Opgave A:
Kopieer alstublieft uit het artikel over Gaston Durnez het stuk tussen "Jean-Pierre Rondas1/9/2020Leestijd 5" en "vers heeft verzonnen.", beide inbegrepen.

Paginatekst:
⟨

JavaScript is required for this website to work.

Gaston Durnez: ernst en luim van de beroepsherinneraar

Jean-Pierre Rondas1/9/2020Leestijd 5 minuten

In december 2019 overleed Gaston Durnez, nadat hij een laatste boek uitgaf bij Doorbraak. In ‘Danser in de sneeuw’ worden postuum opstellen gebundeld.

Hier ligt Gaston Durnez
’t Is spijtig – maar allez…

Een oor- én oogrijm, een onvergetelijk puntdicht, een onverbeterlijk grafschrift – zo in mijn geheugen gegrift dat ik de bron ervan kwijt ben en niet eens honderd percent zeker ben of hij, Gaston Durnez, het nu zelf geschreven heeft of niet. En stond er nu ‘jammer’ of ‘spijtig’? ik kies voor spijtig… Het staat ook niet in zijn postuum verschenen boek Een danser in de sneeuw dat ik u hier wil aanprijzen – de editeurs zullen het een tikkeltje te oneerbiedig gevonden hebben. Maar van eerbied was Gaston niet gediend, wel van interesse, sympathie en empathie. Het zal toch een durneziaanse geest geweest zijn die dit vers heeft verzonnen.

Ten bewijze het stuk dat hij oorspronkelijk voor de Doorbraak-rubriek ‘Paralipomena’ had geschreven en waarin hij zich ervoor excuseerde dat hij nog in leven was. 88 werd hij toen. Hij was er zodanig van geschrokken dat hij het cijfer nog eens voluit herhaalde: achtentachtig! Het staat in zijn boek dat verschenen is nu hij 92 zou geworden zijn. ’t Is een leuk maar ook grimmig stuk waarin deskundige lieden hem aanraden het leven niet nodeloos te rekken. Wat zou hij na zijn dood hebben geschreven? Dat hij blij was aan de intubatie te zijn ontsnapt?

⟩

Ruwe invoer:
⟨

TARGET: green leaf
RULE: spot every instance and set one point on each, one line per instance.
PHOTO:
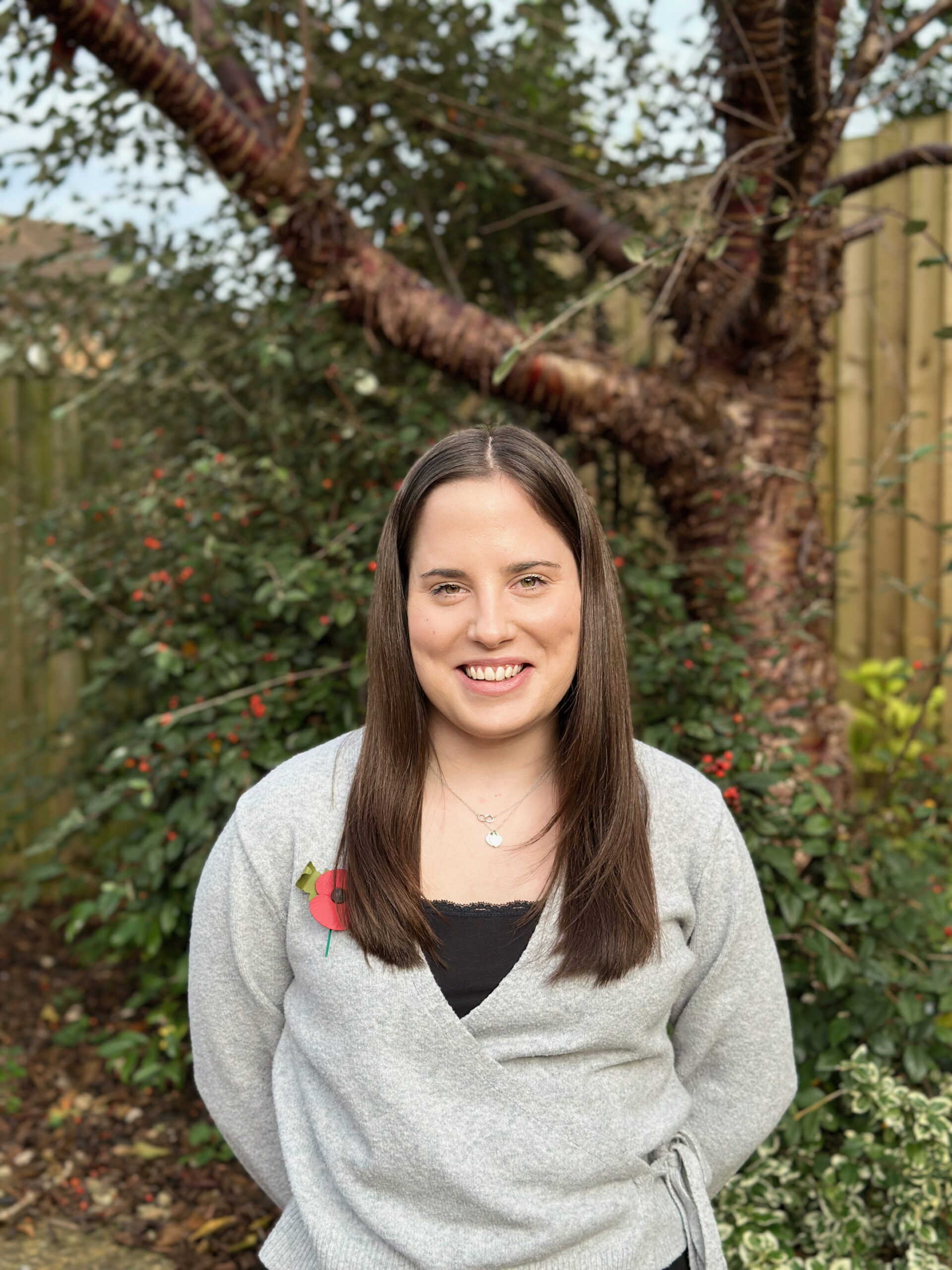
(789, 229)
(307, 881)
(831, 197)
(817, 826)
(916, 1060)
(508, 362)
(119, 275)
(345, 613)
(635, 248)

⟩

Opgave B:
Zet alle invoer na het artikel om naar een CSV met twee kolommen, tekst en antwoord, met één rij per invoer. Zet elk veld tussen aanhalingstekens, vervang regeleinden door spaties en laat de afbeeldingen weg.

Volledig antwoord A:
Jean-Pierre Rondas1/9/2020Leestijd 5 minuten

In december 2019 overleed Gaston Durnez, nadat hij een laatste boek uitgaf bij Doorbraak. In ‘Danser in de sneeuw’ worden postuum opstellen gebundeld.

Hier ligt Gaston Durnez
’t Is spijtig – maar allez…

Een oor- én oogrijm, een onvergetelijk puntdicht, een onverbeterlijk grafschrift – zo in mijn geheugen gegrift dat ik de bron ervan kwijt ben en niet eens honderd percent zeker ben of hij, Gaston Durnez, het nu zelf geschreven heeft of niet. En stond er nu ‘jammer’ of ‘spijtig’? ik kies voor spijtig… Het staat ook niet in zijn postuum verschenen boek Een danser in de sneeuw dat ik u hier wil aanprijzen – de editeurs zullen het een tikkeltje te oneerbiedig gevonden hebben. Maar van eerbied was Gaston niet gediend, wel van interesse, sympathie en empathie. Het zal toch een durneziaanse geest geweest zijn die dit vers heeft verzonnen.

Volledig antwoord B:
tekst,antwoord
"TARGET: green leaf RULE: spot every instance and set one point on each, one line per instance. PHOTO:","(789, 229) (307, 881) (831, 197) (817, 826) (916, 1060) (508, 362) (119, 275) (345, 613) (635, 248)"